SOURCE DATA:
◆ ◆ ◆

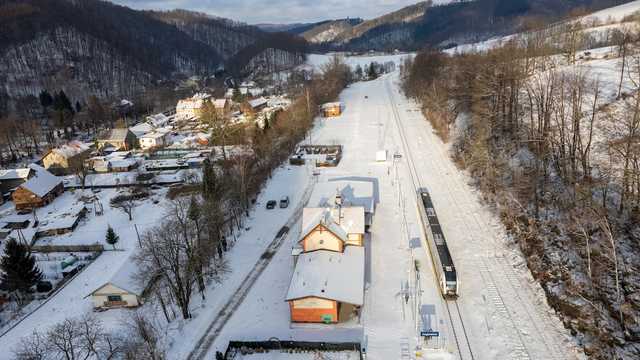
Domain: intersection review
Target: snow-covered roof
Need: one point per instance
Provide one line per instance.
(331, 105)
(158, 120)
(341, 222)
(141, 129)
(14, 174)
(115, 135)
(122, 163)
(154, 135)
(124, 279)
(201, 96)
(329, 275)
(119, 154)
(354, 193)
(61, 220)
(42, 182)
(71, 149)
(257, 102)
(220, 103)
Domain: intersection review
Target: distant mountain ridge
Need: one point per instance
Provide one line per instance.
(423, 24)
(96, 47)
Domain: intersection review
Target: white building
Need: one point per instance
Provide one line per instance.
(192, 107)
(154, 139)
(122, 290)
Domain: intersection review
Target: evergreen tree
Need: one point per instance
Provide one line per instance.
(61, 102)
(111, 238)
(194, 210)
(46, 99)
(237, 95)
(19, 270)
(358, 73)
(210, 186)
(371, 72)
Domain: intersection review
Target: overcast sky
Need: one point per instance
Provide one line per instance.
(277, 11)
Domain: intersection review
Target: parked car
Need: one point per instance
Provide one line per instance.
(44, 286)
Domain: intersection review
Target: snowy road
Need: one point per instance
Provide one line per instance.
(504, 312)
(503, 309)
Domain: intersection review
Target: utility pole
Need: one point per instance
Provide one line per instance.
(138, 235)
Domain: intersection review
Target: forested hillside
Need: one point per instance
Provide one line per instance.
(421, 25)
(96, 47)
(547, 124)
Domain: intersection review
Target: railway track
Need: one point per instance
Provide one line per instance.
(458, 328)
(510, 282)
(228, 309)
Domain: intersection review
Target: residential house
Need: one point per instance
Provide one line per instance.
(122, 290)
(353, 193)
(141, 129)
(332, 109)
(223, 106)
(192, 107)
(12, 178)
(256, 105)
(62, 222)
(332, 229)
(154, 139)
(158, 120)
(67, 158)
(38, 191)
(327, 286)
(118, 139)
(328, 280)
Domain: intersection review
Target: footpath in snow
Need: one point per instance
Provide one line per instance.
(503, 309)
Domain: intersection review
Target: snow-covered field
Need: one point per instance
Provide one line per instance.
(598, 25)
(72, 300)
(316, 61)
(273, 355)
(520, 325)
(504, 310)
(616, 13)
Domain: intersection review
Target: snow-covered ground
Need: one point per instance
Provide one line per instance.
(276, 355)
(616, 13)
(598, 25)
(316, 61)
(72, 300)
(503, 308)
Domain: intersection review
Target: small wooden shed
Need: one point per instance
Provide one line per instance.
(123, 290)
(38, 191)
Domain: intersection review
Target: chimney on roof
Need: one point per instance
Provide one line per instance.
(338, 205)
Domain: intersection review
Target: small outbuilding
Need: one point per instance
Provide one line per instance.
(12, 178)
(67, 158)
(332, 109)
(223, 106)
(154, 139)
(38, 191)
(123, 290)
(119, 139)
(327, 287)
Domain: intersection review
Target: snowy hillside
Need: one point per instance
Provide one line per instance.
(566, 92)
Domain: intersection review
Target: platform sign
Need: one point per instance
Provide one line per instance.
(430, 333)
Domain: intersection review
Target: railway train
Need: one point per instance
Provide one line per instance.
(440, 256)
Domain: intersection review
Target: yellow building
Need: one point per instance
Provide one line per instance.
(332, 109)
(67, 158)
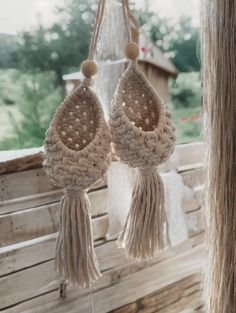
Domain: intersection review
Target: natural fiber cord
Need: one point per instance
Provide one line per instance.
(77, 155)
(219, 92)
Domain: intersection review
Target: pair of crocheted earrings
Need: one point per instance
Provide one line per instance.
(78, 153)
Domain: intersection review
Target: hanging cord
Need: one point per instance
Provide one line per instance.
(129, 18)
(97, 28)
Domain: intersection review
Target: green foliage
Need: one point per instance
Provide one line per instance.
(39, 100)
(186, 90)
(178, 40)
(62, 46)
(8, 51)
(10, 86)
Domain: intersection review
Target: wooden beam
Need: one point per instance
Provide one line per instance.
(116, 288)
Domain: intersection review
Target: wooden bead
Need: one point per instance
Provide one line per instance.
(89, 68)
(132, 50)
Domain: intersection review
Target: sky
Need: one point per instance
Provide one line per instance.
(18, 15)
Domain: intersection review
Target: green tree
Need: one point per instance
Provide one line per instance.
(178, 40)
(64, 45)
(8, 51)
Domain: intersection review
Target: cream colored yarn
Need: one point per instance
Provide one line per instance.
(77, 155)
(77, 144)
(143, 137)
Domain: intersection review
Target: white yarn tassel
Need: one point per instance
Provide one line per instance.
(146, 228)
(76, 260)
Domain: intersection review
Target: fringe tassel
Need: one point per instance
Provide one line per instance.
(146, 228)
(76, 261)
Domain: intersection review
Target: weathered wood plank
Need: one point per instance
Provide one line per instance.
(185, 294)
(43, 220)
(126, 285)
(195, 222)
(21, 184)
(190, 153)
(29, 253)
(18, 164)
(28, 189)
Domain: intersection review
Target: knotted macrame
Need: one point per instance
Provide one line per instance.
(143, 137)
(77, 154)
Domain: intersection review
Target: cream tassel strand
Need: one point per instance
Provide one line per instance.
(75, 256)
(146, 227)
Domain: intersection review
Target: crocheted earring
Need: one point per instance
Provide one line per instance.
(77, 154)
(143, 137)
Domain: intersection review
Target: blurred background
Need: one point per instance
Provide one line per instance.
(42, 40)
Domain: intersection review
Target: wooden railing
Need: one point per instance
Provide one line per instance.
(29, 204)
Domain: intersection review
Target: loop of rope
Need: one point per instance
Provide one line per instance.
(97, 27)
(129, 19)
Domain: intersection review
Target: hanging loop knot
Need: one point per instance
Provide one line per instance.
(147, 171)
(87, 82)
(74, 193)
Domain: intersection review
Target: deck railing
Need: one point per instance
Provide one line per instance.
(29, 204)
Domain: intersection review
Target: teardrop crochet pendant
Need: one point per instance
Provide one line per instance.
(143, 137)
(77, 154)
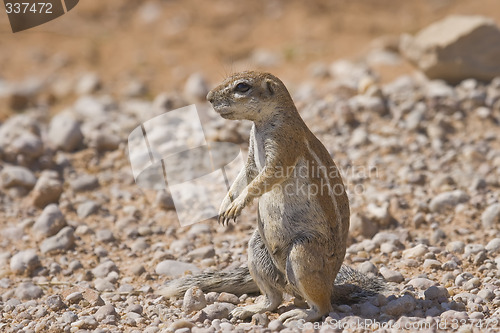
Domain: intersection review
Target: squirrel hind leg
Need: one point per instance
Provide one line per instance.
(313, 278)
(267, 277)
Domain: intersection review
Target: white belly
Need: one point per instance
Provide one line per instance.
(259, 152)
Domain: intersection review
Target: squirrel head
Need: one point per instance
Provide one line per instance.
(250, 95)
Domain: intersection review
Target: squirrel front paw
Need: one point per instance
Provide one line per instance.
(232, 210)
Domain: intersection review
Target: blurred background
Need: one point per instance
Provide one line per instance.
(158, 44)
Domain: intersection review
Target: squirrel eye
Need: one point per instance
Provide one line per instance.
(242, 87)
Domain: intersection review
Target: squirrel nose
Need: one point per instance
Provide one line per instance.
(210, 96)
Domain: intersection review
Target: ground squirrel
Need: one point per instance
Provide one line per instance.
(303, 211)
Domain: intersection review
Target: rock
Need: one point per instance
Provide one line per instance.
(164, 200)
(50, 222)
(421, 283)
(415, 252)
(194, 300)
(20, 139)
(447, 200)
(218, 310)
(436, 292)
(137, 308)
(103, 269)
(456, 48)
(432, 263)
(399, 306)
(196, 87)
(203, 252)
(175, 268)
(102, 141)
(87, 208)
(493, 246)
(104, 311)
(12, 176)
(24, 262)
(64, 132)
(105, 236)
(63, 240)
(362, 226)
(27, 290)
(88, 84)
(391, 276)
(84, 182)
(275, 325)
(48, 189)
(491, 216)
(85, 323)
(74, 298)
(55, 303)
(455, 247)
(101, 284)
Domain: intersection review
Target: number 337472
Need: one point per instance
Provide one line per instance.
(27, 7)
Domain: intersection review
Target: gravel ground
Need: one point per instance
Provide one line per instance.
(84, 249)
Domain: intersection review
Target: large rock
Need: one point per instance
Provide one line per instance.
(64, 132)
(456, 48)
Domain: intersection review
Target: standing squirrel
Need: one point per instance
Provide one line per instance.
(303, 212)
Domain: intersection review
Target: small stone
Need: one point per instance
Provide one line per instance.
(103, 269)
(101, 284)
(105, 236)
(228, 298)
(218, 310)
(486, 294)
(84, 182)
(448, 200)
(48, 189)
(175, 268)
(164, 200)
(104, 311)
(436, 292)
(491, 216)
(64, 240)
(69, 317)
(202, 253)
(415, 252)
(137, 308)
(399, 306)
(88, 84)
(493, 246)
(432, 263)
(275, 325)
(85, 323)
(391, 276)
(87, 208)
(455, 247)
(74, 298)
(64, 132)
(194, 300)
(50, 222)
(55, 303)
(27, 290)
(138, 270)
(24, 262)
(13, 176)
(421, 283)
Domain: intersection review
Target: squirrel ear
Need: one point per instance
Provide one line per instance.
(270, 87)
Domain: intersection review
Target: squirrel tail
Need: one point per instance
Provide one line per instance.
(352, 286)
(236, 281)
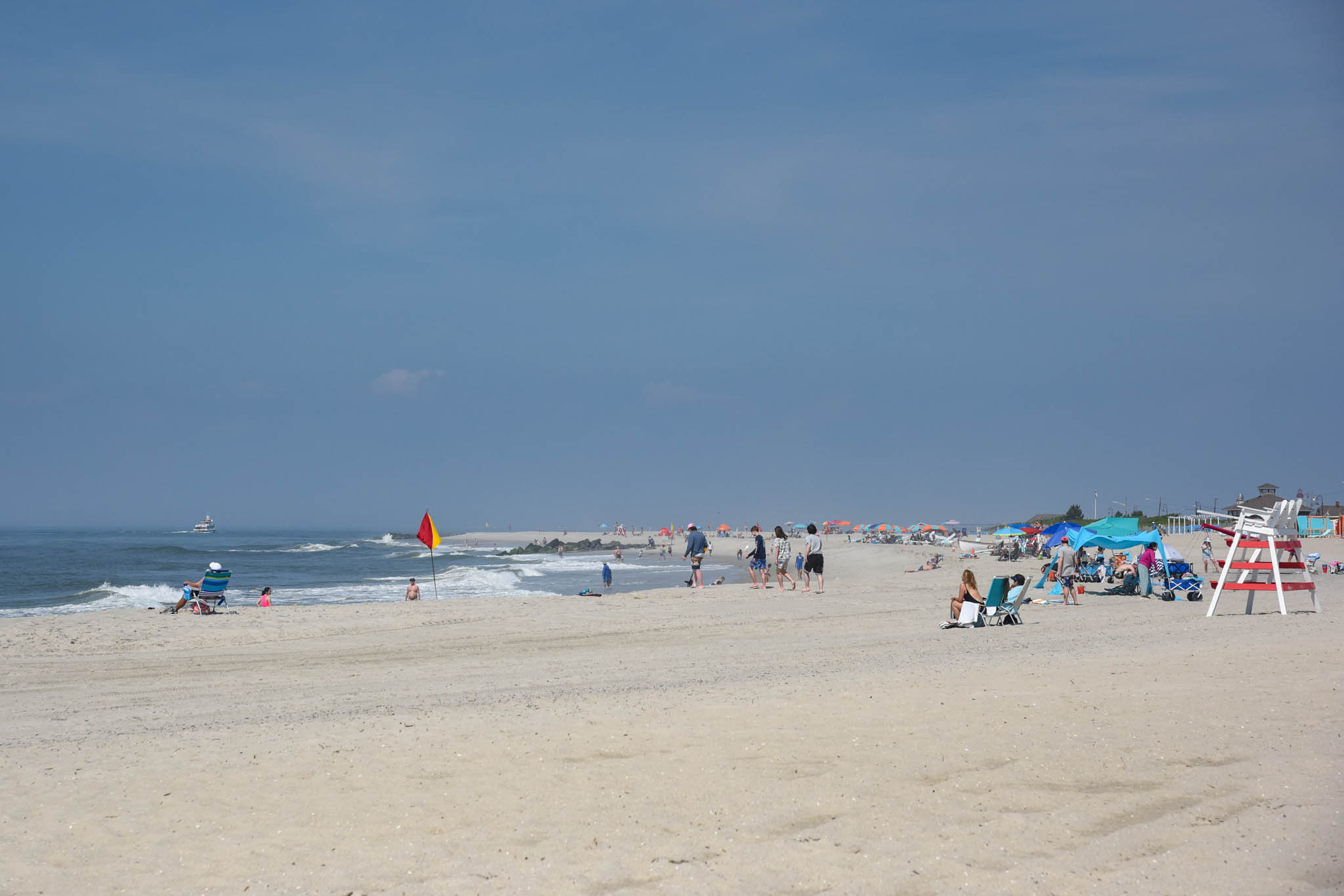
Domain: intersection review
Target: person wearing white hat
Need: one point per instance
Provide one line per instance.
(194, 587)
(695, 547)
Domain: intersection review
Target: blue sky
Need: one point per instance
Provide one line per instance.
(565, 264)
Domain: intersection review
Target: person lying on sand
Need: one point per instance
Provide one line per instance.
(932, 563)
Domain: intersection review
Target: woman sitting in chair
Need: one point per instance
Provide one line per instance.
(965, 591)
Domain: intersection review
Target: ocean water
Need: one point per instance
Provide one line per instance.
(65, 571)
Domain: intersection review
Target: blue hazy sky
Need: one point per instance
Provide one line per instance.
(561, 264)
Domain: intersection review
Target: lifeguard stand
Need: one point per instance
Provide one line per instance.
(1272, 535)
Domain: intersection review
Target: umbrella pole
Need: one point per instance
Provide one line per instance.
(432, 574)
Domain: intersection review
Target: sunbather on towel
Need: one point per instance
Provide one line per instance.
(965, 591)
(194, 586)
(932, 563)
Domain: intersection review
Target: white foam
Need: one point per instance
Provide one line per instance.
(112, 598)
(315, 547)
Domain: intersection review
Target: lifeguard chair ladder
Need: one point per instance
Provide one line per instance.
(1276, 534)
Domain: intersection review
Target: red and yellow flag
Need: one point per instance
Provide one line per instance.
(427, 534)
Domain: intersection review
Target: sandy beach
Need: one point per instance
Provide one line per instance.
(724, 740)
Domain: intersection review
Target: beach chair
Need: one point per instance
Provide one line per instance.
(1012, 605)
(995, 601)
(213, 587)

◆ ◆ ◆

Pull out every line of the rows above that contains the string "hanging". Case counts when matching.

Target: hanging cord
Target: hanging loop knot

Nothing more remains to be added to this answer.